> [QUESTIONS ON THE MATERIAL]
1: According to the article on solar power at Dickinson College, which utility company will buy the excess electricity from the Treehouse solar panels?
2: In the article on solar power at Dickinson College, turn the paragraph beginning "The station—featuring sun-collecting photovoltaic cells" into a short list that keeps its main facts.

> [DOCUMENT TEXT]
Sun Times
Dickinson Website
By Bill Sulon
October 13, 2009
Physics major Sam Wheeler ’10 with the Solar Wheeler he built for use at the College Farm.
Solar panels have been generating electricity and hot water for more than a year at the Dickinson College Farm. The lighting system in Stuart and James halls of the Rector Science Complex adjusts automatically, resulting in lower electricity usage on bright days.
This month, weather permitting, solar panels will be installed on the Center for Sustainable Living—known as the Treehouse—to make the already energy-efficient student residence even greener. The new panels will provide electricity to the Treehouse, and the excess electricity, such as the energy produced in the summer months when the residence is unoccupied, will be sold to the local utility company, PPL Corp.
“The installation of educational and energy-saving solar technology on the Treehouse further solidifies the commitment of student-residents to making conscious lifestyle choices related to sustainability. It also serves as further proof of Dickinson’s commitment to make conservation, sustainability and energy-awareness a part of the curriculum and college practice,” said Sarah Brylinsky, sustainability education coordinator at the Center for Environmental and Sustainability Education.
A sun-tracking solar collector that heats water, invented by Professor of Physics Hans Pfister, chair of the Department of Physics & Astronomy, also will be installed at the Treehouse.
Charge it
For now, Pfister’s invention—which is constructed with building-supply store mirrors and several readily available car parts—is collecting rays atop Tome Hall of the Rector Science Complex. Inside Tome, another solar device, a charging station, is servicing needs in and out of the classroom.
The station—featuring sun-collecting photovoltaic cells, an electronic charge controller, a deep-cycle rechargeable marine battery, an inverter and power strips with 12 outlets—is used as a teaching tool one month a year in Pfister’s Energy and Environmental Physics class. For the remaining 11 months, it is a free-charging source for users of laptops, iPods, cell phones and other electronic devices.

> [EXCERPTED DATA]
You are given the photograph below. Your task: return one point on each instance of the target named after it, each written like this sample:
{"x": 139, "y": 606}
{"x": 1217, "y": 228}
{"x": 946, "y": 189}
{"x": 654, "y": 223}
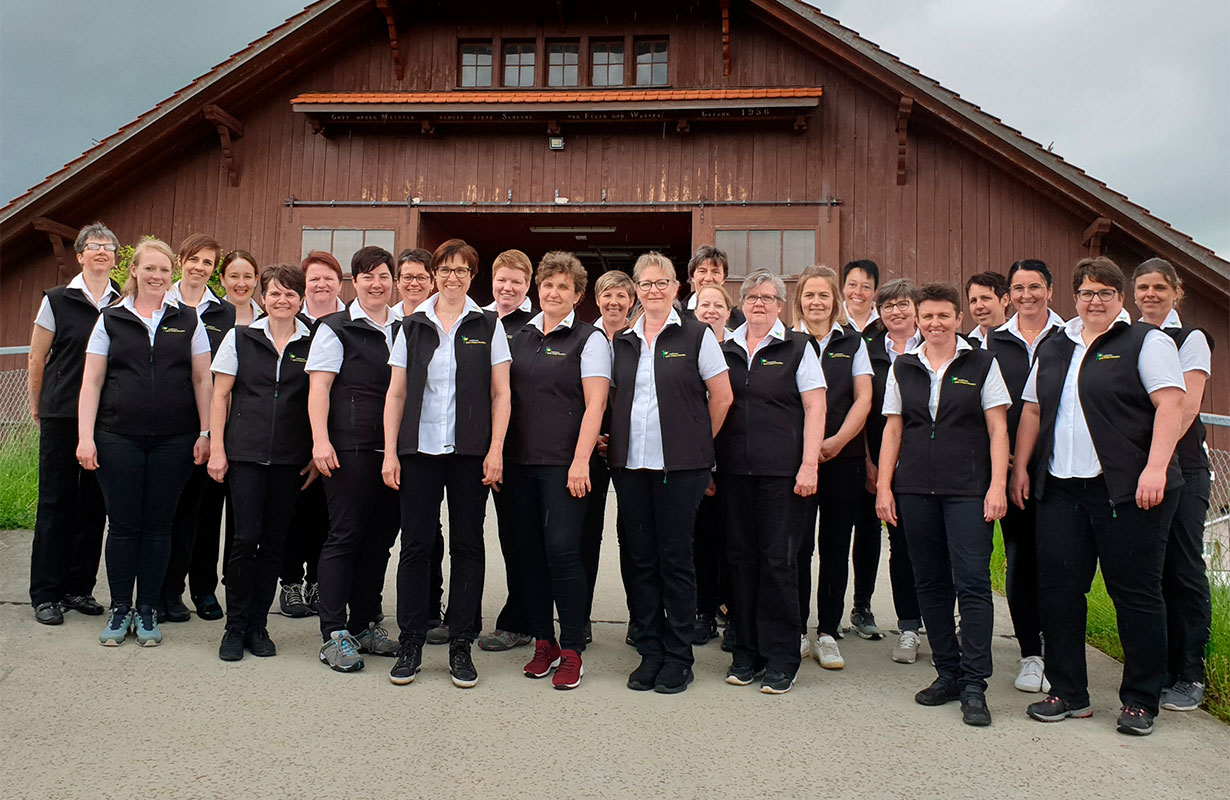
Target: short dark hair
{"x": 455, "y": 248}
{"x": 993, "y": 281}
{"x": 709, "y": 252}
{"x": 370, "y": 257}
{"x": 1100, "y": 270}
{"x": 288, "y": 275}
{"x": 1032, "y": 265}
{"x": 866, "y": 265}
{"x": 937, "y": 292}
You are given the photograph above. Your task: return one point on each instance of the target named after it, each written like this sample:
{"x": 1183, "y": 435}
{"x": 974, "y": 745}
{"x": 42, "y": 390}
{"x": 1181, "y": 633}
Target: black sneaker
{"x": 461, "y": 665}
{"x": 673, "y": 678}
{"x": 973, "y": 708}
{"x": 174, "y": 611}
{"x": 49, "y": 613}
{"x": 646, "y": 675}
{"x": 704, "y": 629}
{"x": 939, "y": 693}
{"x": 410, "y": 661}
{"x": 260, "y": 644}
{"x": 1134, "y": 721}
{"x": 776, "y": 682}
{"x": 83, "y": 603}
{"x": 233, "y": 645}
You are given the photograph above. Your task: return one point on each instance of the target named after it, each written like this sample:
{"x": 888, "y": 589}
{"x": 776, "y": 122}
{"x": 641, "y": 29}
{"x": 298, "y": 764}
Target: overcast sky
{"x": 1128, "y": 91}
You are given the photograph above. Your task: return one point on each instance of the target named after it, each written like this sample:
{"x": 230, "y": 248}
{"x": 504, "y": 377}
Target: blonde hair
{"x": 144, "y": 246}
{"x": 834, "y": 281}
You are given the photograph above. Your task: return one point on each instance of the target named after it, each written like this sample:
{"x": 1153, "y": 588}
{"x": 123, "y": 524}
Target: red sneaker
{"x": 546, "y": 657}
{"x": 568, "y": 675}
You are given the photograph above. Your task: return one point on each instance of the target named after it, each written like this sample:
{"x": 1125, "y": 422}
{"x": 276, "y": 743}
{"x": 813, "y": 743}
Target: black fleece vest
{"x": 471, "y": 347}
{"x": 268, "y": 415}
{"x": 75, "y": 316}
{"x": 763, "y": 433}
{"x": 1117, "y": 409}
{"x": 683, "y": 400}
{"x": 148, "y": 390}
{"x": 356, "y": 403}
{"x": 952, "y": 453}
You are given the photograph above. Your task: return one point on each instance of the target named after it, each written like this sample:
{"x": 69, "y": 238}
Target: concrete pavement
{"x": 79, "y": 720}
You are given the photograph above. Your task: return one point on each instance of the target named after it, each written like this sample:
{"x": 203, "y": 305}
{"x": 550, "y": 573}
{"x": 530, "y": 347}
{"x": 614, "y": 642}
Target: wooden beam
{"x": 394, "y": 40}
{"x": 903, "y": 120}
{"x": 58, "y": 229}
{"x": 726, "y": 37}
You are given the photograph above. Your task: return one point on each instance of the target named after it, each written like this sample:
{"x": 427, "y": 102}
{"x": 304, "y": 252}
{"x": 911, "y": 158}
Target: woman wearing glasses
{"x": 670, "y": 395}
{"x": 1096, "y": 447}
{"x": 445, "y": 417}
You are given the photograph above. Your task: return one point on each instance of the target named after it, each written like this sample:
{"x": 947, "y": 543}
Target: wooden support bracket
{"x": 228, "y": 127}
{"x": 394, "y": 40}
{"x": 1094, "y": 234}
{"x": 903, "y": 120}
{"x": 726, "y": 37}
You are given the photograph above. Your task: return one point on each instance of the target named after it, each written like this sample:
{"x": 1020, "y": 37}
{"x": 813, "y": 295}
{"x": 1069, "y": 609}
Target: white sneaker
{"x": 907, "y": 650}
{"x": 1032, "y": 676}
{"x": 827, "y": 652}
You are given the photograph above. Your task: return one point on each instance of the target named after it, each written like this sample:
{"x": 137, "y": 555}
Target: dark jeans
{"x": 423, "y": 481}
{"x": 766, "y": 520}
{"x": 951, "y": 550}
{"x": 714, "y": 585}
{"x": 659, "y": 516}
{"x": 263, "y": 497}
{"x": 839, "y": 480}
{"x": 549, "y": 536}
{"x": 1185, "y": 586}
{"x": 1079, "y": 528}
{"x": 1021, "y": 553}
{"x": 68, "y": 529}
{"x": 362, "y": 528}
{"x": 865, "y": 556}
{"x": 140, "y": 480}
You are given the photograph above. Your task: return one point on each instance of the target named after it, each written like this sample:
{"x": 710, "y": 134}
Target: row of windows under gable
{"x": 605, "y": 64}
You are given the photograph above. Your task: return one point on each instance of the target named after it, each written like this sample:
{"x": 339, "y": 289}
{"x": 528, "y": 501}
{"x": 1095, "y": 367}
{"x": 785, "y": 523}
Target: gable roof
{"x": 791, "y": 16}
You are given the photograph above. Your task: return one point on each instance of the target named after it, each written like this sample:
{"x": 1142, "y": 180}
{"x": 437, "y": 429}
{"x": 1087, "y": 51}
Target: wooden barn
{"x": 761, "y": 126}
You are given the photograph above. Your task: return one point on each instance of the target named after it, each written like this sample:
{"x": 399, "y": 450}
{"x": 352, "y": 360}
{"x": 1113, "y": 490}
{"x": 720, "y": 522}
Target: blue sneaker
{"x": 117, "y": 627}
{"x": 148, "y": 635}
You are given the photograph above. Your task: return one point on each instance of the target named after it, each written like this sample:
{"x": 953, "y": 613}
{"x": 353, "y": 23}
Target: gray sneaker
{"x": 375, "y": 641}
{"x": 1185, "y": 696}
{"x": 499, "y": 640}
{"x": 341, "y": 652}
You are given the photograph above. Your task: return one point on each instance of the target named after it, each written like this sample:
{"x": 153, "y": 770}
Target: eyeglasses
{"x": 1106, "y": 296}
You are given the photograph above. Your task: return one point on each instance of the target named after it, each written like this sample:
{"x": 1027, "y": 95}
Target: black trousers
{"x": 766, "y": 520}
{"x": 1185, "y": 585}
{"x": 263, "y": 496}
{"x": 68, "y": 528}
{"x": 714, "y": 585}
{"x": 951, "y": 550}
{"x": 549, "y": 536}
{"x": 140, "y": 480}
{"x": 423, "y": 481}
{"x": 362, "y": 528}
{"x": 1078, "y": 529}
{"x": 865, "y": 556}
{"x": 1021, "y": 553}
{"x": 839, "y": 481}
{"x": 659, "y": 516}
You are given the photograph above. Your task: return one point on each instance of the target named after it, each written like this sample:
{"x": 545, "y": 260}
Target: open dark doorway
{"x": 602, "y": 240}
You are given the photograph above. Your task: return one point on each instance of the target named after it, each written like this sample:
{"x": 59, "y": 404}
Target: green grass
{"x": 19, "y": 478}
{"x": 1101, "y": 630}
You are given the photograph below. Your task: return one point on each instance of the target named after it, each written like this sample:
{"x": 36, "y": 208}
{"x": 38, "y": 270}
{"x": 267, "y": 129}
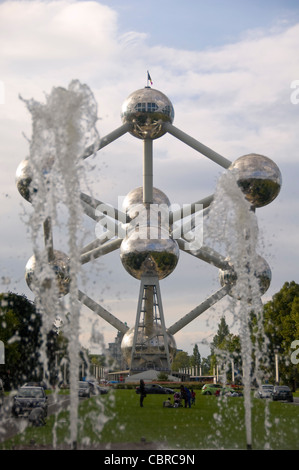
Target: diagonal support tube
{"x": 198, "y": 310}
{"x": 91, "y": 150}
{"x": 190, "y": 209}
{"x": 103, "y": 313}
{"x": 201, "y": 148}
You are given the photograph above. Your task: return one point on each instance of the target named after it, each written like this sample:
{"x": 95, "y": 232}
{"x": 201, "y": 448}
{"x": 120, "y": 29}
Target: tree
{"x": 195, "y": 359}
{"x": 281, "y": 324}
{"x": 20, "y": 332}
{"x": 225, "y": 348}
{"x": 180, "y": 361}
{"x": 221, "y": 336}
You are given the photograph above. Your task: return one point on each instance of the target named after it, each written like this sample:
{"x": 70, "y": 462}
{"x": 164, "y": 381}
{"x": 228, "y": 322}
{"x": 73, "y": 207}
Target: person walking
{"x": 187, "y": 397}
{"x": 142, "y": 392}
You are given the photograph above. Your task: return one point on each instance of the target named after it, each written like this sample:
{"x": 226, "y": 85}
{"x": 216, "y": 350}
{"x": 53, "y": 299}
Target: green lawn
{"x": 213, "y": 423}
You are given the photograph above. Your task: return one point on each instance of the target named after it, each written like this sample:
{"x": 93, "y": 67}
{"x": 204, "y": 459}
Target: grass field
{"x": 212, "y": 423}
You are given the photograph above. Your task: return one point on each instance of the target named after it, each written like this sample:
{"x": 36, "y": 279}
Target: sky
{"x": 231, "y": 71}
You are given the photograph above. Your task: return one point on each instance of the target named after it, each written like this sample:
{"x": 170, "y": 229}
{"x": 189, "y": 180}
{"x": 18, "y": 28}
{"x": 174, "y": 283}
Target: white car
{"x": 265, "y": 391}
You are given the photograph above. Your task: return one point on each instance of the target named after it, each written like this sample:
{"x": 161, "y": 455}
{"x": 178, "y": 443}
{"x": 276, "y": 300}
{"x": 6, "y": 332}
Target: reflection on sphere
{"x": 258, "y": 177}
{"x": 60, "y": 269}
{"x": 146, "y": 110}
{"x": 149, "y": 346}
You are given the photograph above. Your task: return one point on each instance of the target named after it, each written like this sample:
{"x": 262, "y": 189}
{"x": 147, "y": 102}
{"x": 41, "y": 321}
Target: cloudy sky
{"x": 229, "y": 68}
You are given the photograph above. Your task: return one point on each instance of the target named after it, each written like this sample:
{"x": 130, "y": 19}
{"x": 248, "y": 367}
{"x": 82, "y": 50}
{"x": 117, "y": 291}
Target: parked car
{"x": 282, "y": 393}
{"x": 1, "y": 394}
{"x": 156, "y": 388}
{"x": 96, "y": 389}
{"x": 28, "y": 398}
{"x": 214, "y": 389}
{"x": 84, "y": 389}
{"x": 265, "y": 391}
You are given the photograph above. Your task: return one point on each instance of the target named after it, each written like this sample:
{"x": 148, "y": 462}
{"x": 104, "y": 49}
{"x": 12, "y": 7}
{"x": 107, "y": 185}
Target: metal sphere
{"x": 149, "y": 347}
{"x": 146, "y": 110}
{"x": 153, "y": 257}
{"x": 258, "y": 177}
{"x": 134, "y": 198}
{"x": 60, "y": 269}
{"x": 262, "y": 273}
{"x": 24, "y": 179}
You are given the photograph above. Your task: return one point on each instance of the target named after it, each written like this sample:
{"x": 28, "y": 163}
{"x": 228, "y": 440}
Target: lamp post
{"x": 276, "y": 367}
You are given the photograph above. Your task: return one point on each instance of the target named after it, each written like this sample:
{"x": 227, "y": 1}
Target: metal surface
{"x": 145, "y": 111}
{"x": 198, "y": 310}
{"x": 142, "y": 255}
{"x": 149, "y": 350}
{"x": 24, "y": 179}
{"x": 131, "y": 203}
{"x": 148, "y": 251}
{"x": 59, "y": 273}
{"x": 198, "y": 146}
{"x": 258, "y": 177}
{"x": 260, "y": 270}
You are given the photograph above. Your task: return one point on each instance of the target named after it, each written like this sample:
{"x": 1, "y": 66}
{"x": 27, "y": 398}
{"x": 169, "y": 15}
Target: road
{"x": 9, "y": 426}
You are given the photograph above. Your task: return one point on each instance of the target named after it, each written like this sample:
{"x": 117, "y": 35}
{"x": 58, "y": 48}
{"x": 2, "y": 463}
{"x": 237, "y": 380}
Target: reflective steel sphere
{"x": 131, "y": 203}
{"x": 24, "y": 179}
{"x": 258, "y": 177}
{"x": 141, "y": 255}
{"x": 148, "y": 248}
{"x": 60, "y": 269}
{"x": 262, "y": 273}
{"x": 146, "y": 110}
{"x": 149, "y": 348}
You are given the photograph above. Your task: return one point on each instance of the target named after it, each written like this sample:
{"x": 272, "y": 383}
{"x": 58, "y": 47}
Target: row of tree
{"x": 20, "y": 331}
{"x": 280, "y": 337}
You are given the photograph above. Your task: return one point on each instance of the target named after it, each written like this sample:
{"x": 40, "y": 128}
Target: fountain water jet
{"x": 63, "y": 131}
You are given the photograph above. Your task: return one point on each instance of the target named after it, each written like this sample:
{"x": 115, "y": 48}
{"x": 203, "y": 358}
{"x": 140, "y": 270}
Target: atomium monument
{"x": 149, "y": 249}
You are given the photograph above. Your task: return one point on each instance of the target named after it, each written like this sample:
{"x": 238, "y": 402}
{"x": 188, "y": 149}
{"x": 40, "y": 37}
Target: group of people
{"x": 185, "y": 397}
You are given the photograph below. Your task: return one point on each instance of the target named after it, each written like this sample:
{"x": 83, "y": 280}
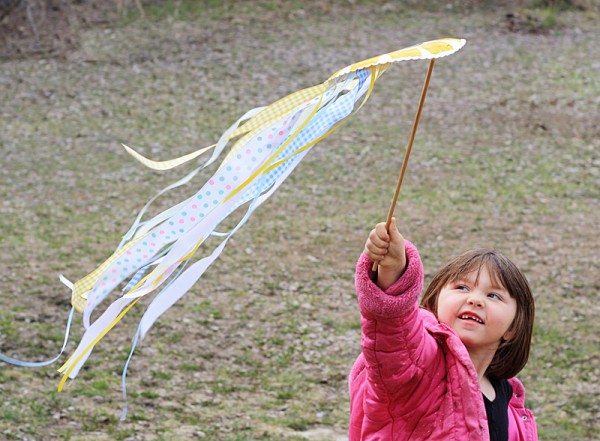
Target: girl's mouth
{"x": 471, "y": 316}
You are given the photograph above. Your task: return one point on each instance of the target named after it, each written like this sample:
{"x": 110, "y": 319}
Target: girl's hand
{"x": 387, "y": 249}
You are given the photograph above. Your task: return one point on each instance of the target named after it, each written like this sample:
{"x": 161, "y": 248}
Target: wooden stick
{"x": 408, "y": 149}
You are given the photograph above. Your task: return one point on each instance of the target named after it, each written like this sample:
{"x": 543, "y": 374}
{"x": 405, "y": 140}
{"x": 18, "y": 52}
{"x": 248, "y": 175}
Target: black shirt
{"x": 497, "y": 410}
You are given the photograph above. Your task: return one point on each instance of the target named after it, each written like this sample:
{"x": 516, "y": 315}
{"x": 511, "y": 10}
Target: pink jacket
{"x": 415, "y": 379}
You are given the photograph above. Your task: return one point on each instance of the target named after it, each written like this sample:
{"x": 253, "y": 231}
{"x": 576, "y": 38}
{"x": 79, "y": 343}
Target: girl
{"x": 444, "y": 371}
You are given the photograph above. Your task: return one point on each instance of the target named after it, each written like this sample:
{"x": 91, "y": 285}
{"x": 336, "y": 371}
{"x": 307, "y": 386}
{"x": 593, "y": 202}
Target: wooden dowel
{"x": 408, "y": 149}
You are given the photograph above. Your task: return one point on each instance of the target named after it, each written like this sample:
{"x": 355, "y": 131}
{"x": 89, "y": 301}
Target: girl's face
{"x": 477, "y": 310}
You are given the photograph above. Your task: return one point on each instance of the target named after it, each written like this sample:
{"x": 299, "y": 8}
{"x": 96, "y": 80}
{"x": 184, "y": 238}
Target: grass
{"x": 505, "y": 156}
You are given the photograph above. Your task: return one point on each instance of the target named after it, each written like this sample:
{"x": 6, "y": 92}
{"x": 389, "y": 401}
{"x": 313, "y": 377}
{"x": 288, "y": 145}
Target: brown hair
{"x": 512, "y": 354}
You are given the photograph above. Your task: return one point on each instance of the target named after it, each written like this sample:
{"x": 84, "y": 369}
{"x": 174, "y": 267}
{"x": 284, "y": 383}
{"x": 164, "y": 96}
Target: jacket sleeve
{"x": 403, "y": 360}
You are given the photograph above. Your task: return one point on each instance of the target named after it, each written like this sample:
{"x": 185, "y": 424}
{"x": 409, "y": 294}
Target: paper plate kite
{"x": 268, "y": 143}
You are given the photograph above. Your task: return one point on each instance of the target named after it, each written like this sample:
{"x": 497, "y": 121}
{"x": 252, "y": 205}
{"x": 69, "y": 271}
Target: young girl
{"x": 444, "y": 371}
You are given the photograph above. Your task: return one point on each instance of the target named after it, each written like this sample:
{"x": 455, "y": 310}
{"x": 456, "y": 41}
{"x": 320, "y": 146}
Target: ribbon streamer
{"x": 268, "y": 143}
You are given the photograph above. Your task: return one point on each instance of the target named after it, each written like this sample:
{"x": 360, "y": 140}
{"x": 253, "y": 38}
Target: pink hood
{"x": 415, "y": 379}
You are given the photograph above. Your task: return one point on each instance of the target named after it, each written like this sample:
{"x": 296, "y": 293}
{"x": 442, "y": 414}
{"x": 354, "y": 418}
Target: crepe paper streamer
{"x": 268, "y": 143}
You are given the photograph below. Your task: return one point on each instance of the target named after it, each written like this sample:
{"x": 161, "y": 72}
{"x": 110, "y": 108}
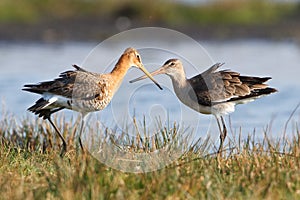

> [TASK ANSWERS]
1: PPL Corp.

2:
- Components: sun-collecting photovoltaic cells, an electronic charge controller, a deep-cycle rechargeable marine battery, an inverter, and power strips with 12 outlets.
- One month a year: a teaching tool in Pfister's Energy and Environmental Physics class.
- The other 11 months: a free charging source for laptops, iPods, cell phones and other electronic devices.